# Extract to read
::::::::::
One of the things I’m least likely to be doing (at similar positions in the list to “watching American Idol” and “krunking”) is playing flash-style internet games on websites that specialize in banner ads. However, I recently ended up playing this game called Light-Bot, which is the first game I’ve seen (though I expect there are many others – like I said, I don’t do this much) to incorporate basic computer programming concepts.
There’s a robot placed on a grid, and the player has to write a program to tell the robot what to do in order to accomplish the goal. The programming language consists of seven commands (go forward, turn right, jump, etc.), which are represented with pictures instead of words, and the player drags the pictures onto a program grid (not the grid the robot is on), and they are executed in the order specified.
Two of the commands are subroutine calls – there are two extra program grids representing the subroutines. It’s even possible to get the robot into an infinite loop by having a subroutine call itself. Also, each portion of a program has a maximum length – twelve commands for the main body, and eight commands for each subroutine. Part of the challenge is utilizing the subroutines well enough to fit the program in the allotted space.
::::::::::
# Available data
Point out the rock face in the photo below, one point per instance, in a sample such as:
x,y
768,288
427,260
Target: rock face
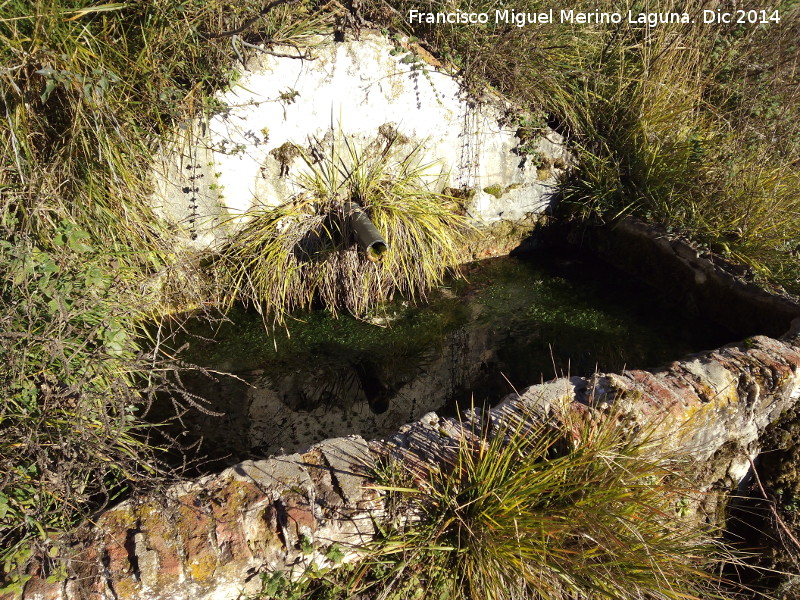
x,y
701,283
293,105
211,538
::::::::::
# Your instructions
From the Light-Bot text, extract everything from "There’s a robot" down to "the allotted space.", word for word. Nothing in the entries is needed here.

# Task output
There’s a robot placed on a grid, and the player has to write a program to tell the robot what to do in order to accomplish the goal. The programming language consists of seven commands (go forward, turn right, jump, etc.), which are represented with pictures instead of words, and the player drags the pictures onto a program grid (not the grid the robot is on), and they are executed in the order specified.
Two of the commands are subroutine calls – there are two extra program grids representing the subroutines. It’s even possible to get the robot into an infinite loop by having a subroutine call itself. Also, each portion of a program has a maximum length – twelve commands for the main body, and eight commands for each subroutine. Part of the challenge is utilizing the subroutines well enough to fit the program in the allotted space.